═════ Document section

So, now its time to put all these words into a picture for my readers to understand ( I know why didn’t you just start there?).

Lets say you are a 20 year old who got a job at a factory, you see that they offer a 401 K and will match up to 10% of your contributions. So, you are making $1000 every two weeks and decide to contribute the 10%. Before you are taxed on the next pay period $100 is taken out. You are then taxed on the $900 at your regular tax rate, lets say 20%. The company matches and you are excited to see $200 in your retirement!

Now. 40 years have gone by, (without compounding to make example easier to understand) You are going to finally withdraw that money!! after 40 years of dedicated contributions you now have $192,000 just waiting to be spent!! However, you did not increase your contributions as you moved up the company and now you are in a 35% tax bracket instead of the 20%. You will withdraw $1000 weekly and pay 35% of that meaning that for every $1000 you with draw you are actually getting $650.

This example does not factor in compounding, increased contributions or other factors but it does show the importance of contribution!! Even if you contributed $50 every two weeks into a 401 K you could have money in the bank for retirement! However, for young millennials 30 to 40 years is a long time to wait for money especially if you want to buy a house, a new car, or just want access to the money you work so hard to make. Thankfully, there are several different options to retirement including the ROTH IRA, which will be explained in part 2 of this series.

Remember, no matter how much it is, put away something! We only have one life and those golden years are a very important time in our lives where we can reap the benefits of our hard work! If you are 40+ you should contribute at least the minimum for a company match, if you are younger certainly contribute but also realize several options are available for a comfortable retirement!

══════════
═════ Data supplied

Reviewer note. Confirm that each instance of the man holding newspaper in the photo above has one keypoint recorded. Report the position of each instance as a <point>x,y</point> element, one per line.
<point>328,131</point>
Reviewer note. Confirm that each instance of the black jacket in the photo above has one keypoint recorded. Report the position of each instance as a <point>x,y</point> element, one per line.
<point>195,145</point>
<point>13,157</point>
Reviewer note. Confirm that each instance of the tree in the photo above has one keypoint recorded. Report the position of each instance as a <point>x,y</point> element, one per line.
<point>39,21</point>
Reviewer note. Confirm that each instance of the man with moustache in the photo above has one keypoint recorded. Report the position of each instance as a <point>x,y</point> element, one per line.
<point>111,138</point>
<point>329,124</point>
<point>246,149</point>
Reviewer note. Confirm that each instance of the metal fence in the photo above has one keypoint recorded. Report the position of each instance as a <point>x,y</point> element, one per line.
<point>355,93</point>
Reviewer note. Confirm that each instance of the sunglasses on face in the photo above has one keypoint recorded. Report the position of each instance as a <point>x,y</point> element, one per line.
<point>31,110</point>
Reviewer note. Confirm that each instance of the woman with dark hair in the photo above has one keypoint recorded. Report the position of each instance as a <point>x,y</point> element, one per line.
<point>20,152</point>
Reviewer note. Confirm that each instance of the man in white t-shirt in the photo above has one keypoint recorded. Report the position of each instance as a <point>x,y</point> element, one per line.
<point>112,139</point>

══════════

Request A —
In the text on 401 K contributions, do these statements agree with it? (i) The company will match up to 10% of contributions. (ii) At withdrawal time, the worker is still in a 20% tax bracket. (iii) The 40-year example accounts for compounding. Answer yes or no for each, and quote the deciding words.
Request B —
Could you return the lines of the records starting at the line that contains "Reviewer note. Confirm that each instance of the man with" and ending at the line that contains "<point>246,149</point>", repeated exactly?

Problem solution A —
(i) Yes: "they offer a 401 K and will match up to 10% of your contributions"
(ii) No: "now you are in a 35% tax bracket instead of the 20%"
(iii) No: "without compounding to make example easier to understand"

Problem solution B —
Reviewer note. Confirm that each instance of the man with moustache in the photo above has one keypoint recorded. Report the position of each instance as a <point>x,y</point> element, one per line.
<point>111,138</point>
<point>329,124</point>
<point>246,149</point>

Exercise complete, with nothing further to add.